PROMPT: Retype the lines from the line with "trace the outline of every instance of the low" up to and including the line with "229 105 L 244", keeping them exactly the same.

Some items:

■ ■ ■ ■ ■

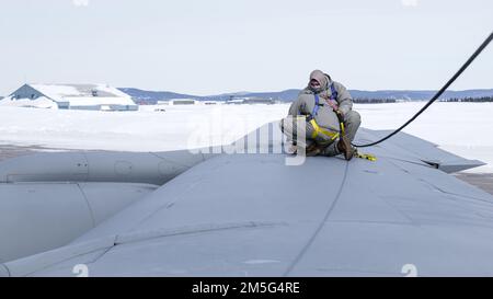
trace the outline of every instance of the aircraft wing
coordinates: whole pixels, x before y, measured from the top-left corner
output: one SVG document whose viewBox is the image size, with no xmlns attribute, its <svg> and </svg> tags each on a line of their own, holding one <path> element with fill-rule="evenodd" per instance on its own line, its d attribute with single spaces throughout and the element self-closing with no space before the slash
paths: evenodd
<svg viewBox="0 0 493 299">
<path fill-rule="evenodd" d="M 356 142 L 379 134 L 362 129 Z M 424 161 L 475 163 L 400 135 L 365 150 L 377 162 L 288 166 L 272 152 L 280 141 L 266 142 L 271 153 L 207 159 L 0 275 L 74 276 L 80 264 L 90 276 L 493 275 L 493 197 Z"/>
</svg>

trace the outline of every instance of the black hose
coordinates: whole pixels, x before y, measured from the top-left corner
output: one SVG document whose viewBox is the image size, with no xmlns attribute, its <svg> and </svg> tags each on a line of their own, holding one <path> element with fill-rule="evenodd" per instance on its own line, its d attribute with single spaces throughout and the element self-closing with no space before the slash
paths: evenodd
<svg viewBox="0 0 493 299">
<path fill-rule="evenodd" d="M 448 80 L 448 82 L 432 97 L 432 100 L 428 101 L 428 103 L 421 108 L 413 117 L 411 117 L 411 119 L 409 119 L 404 125 L 402 125 L 400 128 L 395 129 L 394 131 L 392 131 L 391 134 L 389 134 L 387 137 L 383 137 L 382 139 L 368 143 L 368 145 L 353 145 L 357 148 L 366 148 L 366 147 L 372 147 L 376 146 L 378 143 L 381 143 L 383 141 L 386 141 L 387 139 L 389 139 L 390 137 L 394 136 L 395 134 L 398 134 L 399 131 L 401 131 L 403 128 L 405 128 L 409 124 L 411 124 L 412 122 L 414 122 L 414 119 L 417 118 L 417 116 L 420 116 L 423 112 L 425 112 L 436 100 L 438 100 L 438 97 L 440 97 L 440 95 L 450 87 L 451 83 L 454 83 L 454 81 L 457 80 L 457 78 L 460 77 L 460 74 L 469 67 L 469 65 L 471 65 L 472 61 L 474 61 L 474 59 L 478 57 L 478 55 L 480 55 L 483 49 L 488 46 L 488 44 L 490 44 L 491 39 L 493 39 L 493 32 L 490 34 L 490 36 L 481 44 L 481 46 L 474 51 L 474 54 L 472 54 L 471 57 L 469 57 L 469 59 L 466 61 L 466 64 L 463 64 L 463 66 L 454 74 L 452 78 L 450 78 L 450 80 Z"/>
</svg>

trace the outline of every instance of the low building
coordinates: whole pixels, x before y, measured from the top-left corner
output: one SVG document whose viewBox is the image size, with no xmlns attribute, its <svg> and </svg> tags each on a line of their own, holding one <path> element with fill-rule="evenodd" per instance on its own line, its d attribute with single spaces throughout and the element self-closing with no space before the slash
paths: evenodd
<svg viewBox="0 0 493 299">
<path fill-rule="evenodd" d="M 194 99 L 174 99 L 170 100 L 171 105 L 195 105 L 197 101 Z"/>
<path fill-rule="evenodd" d="M 229 105 L 244 105 L 244 104 L 272 105 L 275 103 L 276 103 L 276 101 L 274 101 L 272 99 L 263 99 L 263 97 L 231 97 L 230 100 L 226 101 L 226 104 L 229 104 Z"/>
<path fill-rule="evenodd" d="M 130 95 L 105 84 L 24 84 L 8 97 L 14 104 L 16 101 L 34 103 L 39 99 L 53 101 L 60 110 L 138 110 Z"/>
</svg>

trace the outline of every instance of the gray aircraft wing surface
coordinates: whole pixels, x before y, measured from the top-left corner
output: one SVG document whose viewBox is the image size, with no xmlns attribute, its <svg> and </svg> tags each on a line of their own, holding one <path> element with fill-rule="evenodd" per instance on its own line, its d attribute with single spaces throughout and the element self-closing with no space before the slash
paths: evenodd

■ ■ ■ ■ ■

TASK SOLUTION:
trace the outline of every instance of the low building
coordinates: whole pixels, x before y, measured from the top-left corner
output: one SVG document whose viewBox is the image size, with no xmlns attribute, its <svg> and </svg> tags each on a line of their own, holding one <path> element with fill-rule="evenodd" per instance on its own line, its d attribute with single spaces throughout and the element self-closing with no space before the slash
paths: evenodd
<svg viewBox="0 0 493 299">
<path fill-rule="evenodd" d="M 194 99 L 174 99 L 170 100 L 171 105 L 195 105 L 197 101 Z"/>
<path fill-rule="evenodd" d="M 229 105 L 244 105 L 244 104 L 272 105 L 275 103 L 276 103 L 276 101 L 274 101 L 272 99 L 263 99 L 263 97 L 231 97 L 230 100 L 226 101 L 226 104 L 229 104 Z"/>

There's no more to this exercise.